— Begin Input material —
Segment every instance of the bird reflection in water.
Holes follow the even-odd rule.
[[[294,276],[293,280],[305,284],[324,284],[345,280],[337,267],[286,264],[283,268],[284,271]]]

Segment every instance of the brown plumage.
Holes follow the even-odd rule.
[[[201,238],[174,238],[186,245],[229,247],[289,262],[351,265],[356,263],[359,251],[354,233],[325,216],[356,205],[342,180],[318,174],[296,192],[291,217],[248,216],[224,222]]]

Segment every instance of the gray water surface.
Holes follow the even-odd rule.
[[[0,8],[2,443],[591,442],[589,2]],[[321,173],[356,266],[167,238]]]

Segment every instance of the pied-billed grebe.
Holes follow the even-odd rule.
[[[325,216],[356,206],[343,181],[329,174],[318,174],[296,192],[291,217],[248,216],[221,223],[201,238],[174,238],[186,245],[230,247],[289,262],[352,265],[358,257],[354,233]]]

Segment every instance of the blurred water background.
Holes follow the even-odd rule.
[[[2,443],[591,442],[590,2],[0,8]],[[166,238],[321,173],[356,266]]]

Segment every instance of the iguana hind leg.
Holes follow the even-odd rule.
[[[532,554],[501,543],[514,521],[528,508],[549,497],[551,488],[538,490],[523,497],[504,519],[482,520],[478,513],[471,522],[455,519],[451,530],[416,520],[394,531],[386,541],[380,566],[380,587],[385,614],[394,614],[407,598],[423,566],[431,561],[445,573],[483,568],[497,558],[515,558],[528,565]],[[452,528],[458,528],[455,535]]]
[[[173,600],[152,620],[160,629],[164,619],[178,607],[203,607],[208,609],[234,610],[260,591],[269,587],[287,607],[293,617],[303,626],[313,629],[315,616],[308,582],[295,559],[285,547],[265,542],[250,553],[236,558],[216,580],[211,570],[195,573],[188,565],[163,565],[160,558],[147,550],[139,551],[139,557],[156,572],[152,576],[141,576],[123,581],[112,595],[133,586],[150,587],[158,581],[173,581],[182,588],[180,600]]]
— End Input material —
* Exercise aim
The lines above should be duplicated exactly.

* Correct answer
Segment every instance of the bird reflection in water.
Holes follow the even-odd rule.
[[[294,276],[293,280],[305,284],[324,284],[345,280],[337,267],[286,264],[283,268],[284,271]]]

Segment every instance of the brown plumage.
Holes follow the even-odd rule.
[[[201,238],[174,238],[186,245],[229,247],[289,262],[351,265],[356,263],[359,251],[354,233],[325,216],[356,205],[342,180],[318,174],[296,192],[291,217],[248,216],[224,222]]]

Segment every instance of the gray water surface.
Holes follow the even-odd rule.
[[[0,8],[2,443],[591,442],[589,2]],[[321,173],[356,266],[167,238]]]

Segment every instance of the pied-billed grebe.
Holes follow the even-odd rule.
[[[325,216],[356,206],[343,181],[329,174],[318,174],[296,192],[291,217],[248,216],[221,223],[201,238],[174,238],[186,245],[230,247],[289,262],[352,265],[358,257],[354,233]]]

Segment every instance of the blurred water background.
Holes follow the even-odd rule.
[[[2,443],[591,442],[590,2],[0,8]],[[166,238],[321,173],[356,266]]]

Segment every instance of the iguana hind leg.
Holes follow the even-odd rule.
[[[532,554],[501,543],[514,521],[528,508],[549,497],[551,488],[538,490],[523,497],[504,519],[482,520],[478,513],[471,522],[455,519],[451,530],[416,520],[394,531],[386,541],[380,566],[380,587],[385,614],[394,614],[407,598],[423,566],[431,561],[445,573],[483,568],[497,558],[515,558],[528,565]],[[452,528],[458,528],[455,535]]]
[[[173,600],[152,620],[160,629],[164,619],[178,607],[203,607],[208,609],[234,610],[260,591],[269,587],[287,607],[293,617],[303,626],[313,629],[315,616],[308,582],[295,559],[285,547],[265,542],[250,553],[236,558],[216,580],[211,570],[195,573],[188,565],[163,565],[160,558],[147,550],[139,551],[139,557],[156,572],[152,576],[141,576],[123,581],[112,595],[133,586],[150,587],[158,581],[173,581],[182,588],[180,600]]]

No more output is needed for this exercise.